**Input data**
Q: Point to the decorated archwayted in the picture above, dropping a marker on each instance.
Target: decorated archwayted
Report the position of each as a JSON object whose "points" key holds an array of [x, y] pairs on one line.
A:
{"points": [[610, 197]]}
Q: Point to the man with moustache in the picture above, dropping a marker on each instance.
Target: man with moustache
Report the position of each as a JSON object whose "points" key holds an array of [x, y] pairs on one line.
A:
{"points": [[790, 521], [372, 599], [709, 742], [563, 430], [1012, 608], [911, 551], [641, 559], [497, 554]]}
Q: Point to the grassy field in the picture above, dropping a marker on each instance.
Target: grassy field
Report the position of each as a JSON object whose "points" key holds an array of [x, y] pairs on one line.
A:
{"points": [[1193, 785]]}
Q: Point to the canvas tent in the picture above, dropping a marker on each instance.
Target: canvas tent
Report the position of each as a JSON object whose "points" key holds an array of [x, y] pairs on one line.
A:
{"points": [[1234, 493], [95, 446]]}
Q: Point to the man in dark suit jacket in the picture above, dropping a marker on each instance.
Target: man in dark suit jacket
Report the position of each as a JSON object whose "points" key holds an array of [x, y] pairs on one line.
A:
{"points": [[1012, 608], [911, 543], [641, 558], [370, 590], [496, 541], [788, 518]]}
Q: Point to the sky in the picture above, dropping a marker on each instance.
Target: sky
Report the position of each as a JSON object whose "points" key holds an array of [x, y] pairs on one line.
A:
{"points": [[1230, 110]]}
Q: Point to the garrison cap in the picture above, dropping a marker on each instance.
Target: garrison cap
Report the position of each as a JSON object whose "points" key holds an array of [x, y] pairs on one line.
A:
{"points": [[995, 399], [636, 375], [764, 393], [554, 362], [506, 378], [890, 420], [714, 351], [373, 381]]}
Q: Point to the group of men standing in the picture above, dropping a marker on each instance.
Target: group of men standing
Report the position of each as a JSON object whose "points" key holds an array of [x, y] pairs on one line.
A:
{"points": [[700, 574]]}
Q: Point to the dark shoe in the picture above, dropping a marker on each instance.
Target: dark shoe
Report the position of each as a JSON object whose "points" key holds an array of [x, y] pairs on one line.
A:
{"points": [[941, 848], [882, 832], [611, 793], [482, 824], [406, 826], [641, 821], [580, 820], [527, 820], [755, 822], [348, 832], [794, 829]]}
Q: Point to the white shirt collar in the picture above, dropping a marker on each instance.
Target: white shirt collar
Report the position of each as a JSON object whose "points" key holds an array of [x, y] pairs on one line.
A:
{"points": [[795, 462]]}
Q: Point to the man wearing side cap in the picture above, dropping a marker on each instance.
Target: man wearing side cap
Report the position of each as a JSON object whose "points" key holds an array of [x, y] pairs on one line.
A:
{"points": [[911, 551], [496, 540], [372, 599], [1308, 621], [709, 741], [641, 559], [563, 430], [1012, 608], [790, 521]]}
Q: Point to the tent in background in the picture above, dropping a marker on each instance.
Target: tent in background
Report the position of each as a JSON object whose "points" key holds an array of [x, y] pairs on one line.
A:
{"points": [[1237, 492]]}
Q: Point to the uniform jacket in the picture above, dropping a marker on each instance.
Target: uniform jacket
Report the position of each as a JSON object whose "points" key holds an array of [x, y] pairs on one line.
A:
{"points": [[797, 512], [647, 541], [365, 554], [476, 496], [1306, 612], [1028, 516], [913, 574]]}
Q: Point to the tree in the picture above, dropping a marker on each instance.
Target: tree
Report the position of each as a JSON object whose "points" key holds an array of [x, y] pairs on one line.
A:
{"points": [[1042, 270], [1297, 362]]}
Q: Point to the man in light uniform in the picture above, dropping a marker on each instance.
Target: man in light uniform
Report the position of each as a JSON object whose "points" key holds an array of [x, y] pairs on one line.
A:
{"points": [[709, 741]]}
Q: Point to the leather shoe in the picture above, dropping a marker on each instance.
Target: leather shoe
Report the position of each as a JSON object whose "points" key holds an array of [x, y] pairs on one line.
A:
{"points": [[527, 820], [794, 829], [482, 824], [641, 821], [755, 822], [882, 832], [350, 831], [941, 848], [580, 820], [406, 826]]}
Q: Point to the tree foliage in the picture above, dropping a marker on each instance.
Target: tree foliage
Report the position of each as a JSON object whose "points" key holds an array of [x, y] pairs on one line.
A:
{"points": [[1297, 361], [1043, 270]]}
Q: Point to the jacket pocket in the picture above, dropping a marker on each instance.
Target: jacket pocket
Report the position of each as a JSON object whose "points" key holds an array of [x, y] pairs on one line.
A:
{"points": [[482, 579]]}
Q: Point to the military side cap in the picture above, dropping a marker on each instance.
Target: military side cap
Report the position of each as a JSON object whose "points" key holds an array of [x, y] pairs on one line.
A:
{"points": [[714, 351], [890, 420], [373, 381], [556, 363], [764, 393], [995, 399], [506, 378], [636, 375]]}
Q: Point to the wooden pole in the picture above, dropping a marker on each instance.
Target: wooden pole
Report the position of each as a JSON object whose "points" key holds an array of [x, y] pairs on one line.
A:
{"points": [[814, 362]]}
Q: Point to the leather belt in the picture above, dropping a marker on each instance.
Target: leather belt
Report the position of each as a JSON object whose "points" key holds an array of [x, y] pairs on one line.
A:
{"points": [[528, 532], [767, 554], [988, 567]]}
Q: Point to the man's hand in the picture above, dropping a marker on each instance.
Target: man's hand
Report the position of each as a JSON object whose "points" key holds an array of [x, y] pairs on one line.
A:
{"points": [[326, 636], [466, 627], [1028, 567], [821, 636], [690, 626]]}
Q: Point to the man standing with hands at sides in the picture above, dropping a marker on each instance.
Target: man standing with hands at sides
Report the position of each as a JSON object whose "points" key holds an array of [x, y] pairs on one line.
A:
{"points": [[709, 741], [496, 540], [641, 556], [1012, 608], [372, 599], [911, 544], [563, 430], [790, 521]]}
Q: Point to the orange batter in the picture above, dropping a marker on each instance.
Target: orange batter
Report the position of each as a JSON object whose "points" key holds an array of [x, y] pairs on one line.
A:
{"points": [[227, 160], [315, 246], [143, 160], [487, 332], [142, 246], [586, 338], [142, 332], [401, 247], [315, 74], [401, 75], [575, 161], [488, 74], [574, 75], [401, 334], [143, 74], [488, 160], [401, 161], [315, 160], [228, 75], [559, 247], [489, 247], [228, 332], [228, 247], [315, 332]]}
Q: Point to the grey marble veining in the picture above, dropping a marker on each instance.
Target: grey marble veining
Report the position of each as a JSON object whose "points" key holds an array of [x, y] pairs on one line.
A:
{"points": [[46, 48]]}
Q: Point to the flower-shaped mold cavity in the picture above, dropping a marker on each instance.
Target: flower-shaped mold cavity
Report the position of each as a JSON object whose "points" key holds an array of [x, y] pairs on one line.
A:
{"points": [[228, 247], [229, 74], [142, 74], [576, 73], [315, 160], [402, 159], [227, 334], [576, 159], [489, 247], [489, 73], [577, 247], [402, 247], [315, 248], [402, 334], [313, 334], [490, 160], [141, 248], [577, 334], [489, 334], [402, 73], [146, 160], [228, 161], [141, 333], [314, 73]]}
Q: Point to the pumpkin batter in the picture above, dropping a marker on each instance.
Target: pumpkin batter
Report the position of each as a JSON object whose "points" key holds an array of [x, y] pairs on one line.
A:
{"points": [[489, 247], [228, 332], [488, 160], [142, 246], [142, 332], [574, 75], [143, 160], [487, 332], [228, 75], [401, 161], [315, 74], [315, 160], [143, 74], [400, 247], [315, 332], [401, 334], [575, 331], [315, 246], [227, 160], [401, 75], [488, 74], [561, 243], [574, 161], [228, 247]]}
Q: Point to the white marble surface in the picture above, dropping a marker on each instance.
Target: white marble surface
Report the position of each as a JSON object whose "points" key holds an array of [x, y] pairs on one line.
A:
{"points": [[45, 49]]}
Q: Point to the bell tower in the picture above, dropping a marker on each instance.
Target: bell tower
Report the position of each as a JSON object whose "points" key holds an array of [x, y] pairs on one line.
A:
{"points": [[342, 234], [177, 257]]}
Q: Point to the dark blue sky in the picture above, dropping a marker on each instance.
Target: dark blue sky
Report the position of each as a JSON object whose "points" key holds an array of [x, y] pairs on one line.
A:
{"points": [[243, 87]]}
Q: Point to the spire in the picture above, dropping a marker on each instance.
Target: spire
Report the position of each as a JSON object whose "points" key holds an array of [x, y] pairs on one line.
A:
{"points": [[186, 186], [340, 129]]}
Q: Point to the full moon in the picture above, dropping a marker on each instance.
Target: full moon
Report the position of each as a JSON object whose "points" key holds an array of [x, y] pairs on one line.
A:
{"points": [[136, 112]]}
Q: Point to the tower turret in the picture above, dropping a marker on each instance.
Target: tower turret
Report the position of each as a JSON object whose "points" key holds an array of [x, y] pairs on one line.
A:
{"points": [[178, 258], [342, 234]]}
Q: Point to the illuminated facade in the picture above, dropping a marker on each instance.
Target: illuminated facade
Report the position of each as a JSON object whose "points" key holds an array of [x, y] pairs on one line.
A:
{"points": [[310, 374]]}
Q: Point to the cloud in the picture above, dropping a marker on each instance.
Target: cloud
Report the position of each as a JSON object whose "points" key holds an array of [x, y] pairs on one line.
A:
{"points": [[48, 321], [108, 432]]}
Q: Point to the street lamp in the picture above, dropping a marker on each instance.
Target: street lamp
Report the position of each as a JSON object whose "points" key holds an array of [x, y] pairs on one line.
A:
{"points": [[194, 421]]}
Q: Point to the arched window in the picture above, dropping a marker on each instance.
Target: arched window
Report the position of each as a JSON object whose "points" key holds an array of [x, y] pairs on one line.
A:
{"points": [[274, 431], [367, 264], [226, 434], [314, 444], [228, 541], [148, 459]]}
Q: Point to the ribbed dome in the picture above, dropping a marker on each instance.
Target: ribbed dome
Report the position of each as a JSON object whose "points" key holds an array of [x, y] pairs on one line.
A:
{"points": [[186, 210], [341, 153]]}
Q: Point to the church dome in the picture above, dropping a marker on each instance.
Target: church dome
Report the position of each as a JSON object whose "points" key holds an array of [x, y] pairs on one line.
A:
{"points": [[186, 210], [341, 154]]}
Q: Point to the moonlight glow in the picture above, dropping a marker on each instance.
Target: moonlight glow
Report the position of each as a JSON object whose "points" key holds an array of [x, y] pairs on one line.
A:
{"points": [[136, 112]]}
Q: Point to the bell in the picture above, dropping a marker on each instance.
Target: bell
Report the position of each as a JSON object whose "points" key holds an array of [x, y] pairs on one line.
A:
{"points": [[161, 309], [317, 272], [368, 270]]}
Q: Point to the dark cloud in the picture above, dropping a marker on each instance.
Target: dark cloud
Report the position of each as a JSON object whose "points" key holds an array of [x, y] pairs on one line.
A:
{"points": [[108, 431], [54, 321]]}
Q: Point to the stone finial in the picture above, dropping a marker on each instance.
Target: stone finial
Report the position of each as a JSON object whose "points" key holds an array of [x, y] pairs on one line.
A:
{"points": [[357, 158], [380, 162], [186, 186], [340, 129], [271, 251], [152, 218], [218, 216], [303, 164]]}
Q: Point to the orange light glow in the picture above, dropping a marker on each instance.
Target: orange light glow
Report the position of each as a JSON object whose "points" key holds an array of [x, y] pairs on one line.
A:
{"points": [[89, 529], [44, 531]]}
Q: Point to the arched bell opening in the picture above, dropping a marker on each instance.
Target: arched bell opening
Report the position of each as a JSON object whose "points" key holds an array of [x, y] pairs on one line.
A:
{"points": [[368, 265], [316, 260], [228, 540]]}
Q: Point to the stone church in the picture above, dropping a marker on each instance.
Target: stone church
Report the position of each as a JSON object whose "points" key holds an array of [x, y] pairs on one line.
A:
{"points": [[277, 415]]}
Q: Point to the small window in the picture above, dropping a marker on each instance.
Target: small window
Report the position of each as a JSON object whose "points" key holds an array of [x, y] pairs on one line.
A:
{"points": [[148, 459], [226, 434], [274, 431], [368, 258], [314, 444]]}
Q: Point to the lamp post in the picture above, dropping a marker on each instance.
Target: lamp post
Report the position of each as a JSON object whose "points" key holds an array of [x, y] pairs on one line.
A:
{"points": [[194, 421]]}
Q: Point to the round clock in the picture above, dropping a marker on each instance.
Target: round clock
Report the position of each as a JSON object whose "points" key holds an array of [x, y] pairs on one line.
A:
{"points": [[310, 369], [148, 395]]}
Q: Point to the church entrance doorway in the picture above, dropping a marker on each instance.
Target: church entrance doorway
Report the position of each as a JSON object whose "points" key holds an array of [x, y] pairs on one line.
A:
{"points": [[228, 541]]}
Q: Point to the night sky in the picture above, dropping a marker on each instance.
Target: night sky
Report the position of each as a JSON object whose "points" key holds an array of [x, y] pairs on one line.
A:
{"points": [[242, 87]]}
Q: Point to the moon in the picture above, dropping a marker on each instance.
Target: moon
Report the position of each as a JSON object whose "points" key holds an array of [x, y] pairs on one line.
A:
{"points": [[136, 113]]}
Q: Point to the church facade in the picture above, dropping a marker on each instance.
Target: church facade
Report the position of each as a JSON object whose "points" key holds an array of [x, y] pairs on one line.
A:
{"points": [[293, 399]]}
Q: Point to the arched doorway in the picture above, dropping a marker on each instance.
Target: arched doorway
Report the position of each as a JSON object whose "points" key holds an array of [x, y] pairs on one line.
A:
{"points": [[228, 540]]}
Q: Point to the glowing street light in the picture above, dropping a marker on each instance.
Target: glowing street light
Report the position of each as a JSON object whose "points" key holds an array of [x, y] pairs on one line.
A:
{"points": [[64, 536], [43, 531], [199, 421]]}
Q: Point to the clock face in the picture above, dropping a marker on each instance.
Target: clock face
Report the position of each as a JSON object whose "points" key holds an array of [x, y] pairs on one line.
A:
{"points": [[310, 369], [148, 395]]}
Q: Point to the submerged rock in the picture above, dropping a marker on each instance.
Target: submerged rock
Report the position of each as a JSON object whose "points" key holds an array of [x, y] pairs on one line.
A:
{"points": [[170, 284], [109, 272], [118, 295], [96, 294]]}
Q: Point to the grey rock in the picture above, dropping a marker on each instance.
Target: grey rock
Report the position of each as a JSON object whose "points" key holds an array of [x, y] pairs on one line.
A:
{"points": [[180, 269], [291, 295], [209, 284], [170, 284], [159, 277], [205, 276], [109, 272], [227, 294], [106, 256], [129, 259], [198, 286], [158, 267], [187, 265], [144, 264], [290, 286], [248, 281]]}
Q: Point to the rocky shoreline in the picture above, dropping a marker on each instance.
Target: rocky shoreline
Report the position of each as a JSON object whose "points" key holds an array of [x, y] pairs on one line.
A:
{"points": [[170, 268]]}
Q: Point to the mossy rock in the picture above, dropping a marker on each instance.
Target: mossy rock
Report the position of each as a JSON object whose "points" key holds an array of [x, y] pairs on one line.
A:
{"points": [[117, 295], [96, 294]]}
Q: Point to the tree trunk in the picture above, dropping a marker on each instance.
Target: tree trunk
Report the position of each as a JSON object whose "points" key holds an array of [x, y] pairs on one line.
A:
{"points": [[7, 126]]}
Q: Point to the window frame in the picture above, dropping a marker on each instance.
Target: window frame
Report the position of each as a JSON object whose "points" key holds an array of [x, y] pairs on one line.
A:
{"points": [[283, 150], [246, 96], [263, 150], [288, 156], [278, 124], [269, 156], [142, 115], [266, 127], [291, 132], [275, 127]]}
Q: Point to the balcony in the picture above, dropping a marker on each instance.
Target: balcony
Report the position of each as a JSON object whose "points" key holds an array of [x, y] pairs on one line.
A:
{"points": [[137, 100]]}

**Work to be completed**
Output exactly the lines from the one containing "Q: Point to the window" through the last line of the entries, both ends included.

**Result of the task**
Q: Point to the window frame in the picture above, dropping a marker on each instance.
Target: window frame
Report the position of each as a JSON object whose "points" key holds an array of [x, y] pairs on one line.
A:
{"points": [[283, 150], [246, 96], [263, 150], [288, 156], [278, 124], [269, 156], [142, 115], [266, 127], [291, 132], [275, 127]]}
Q: Point to the balcony in the picture above, dropping a marker on each instance.
Target: balcony
Report the position of each as a JSON object whose "points" key holds an array of [x, y] pairs on one line.
A:
{"points": [[137, 100]]}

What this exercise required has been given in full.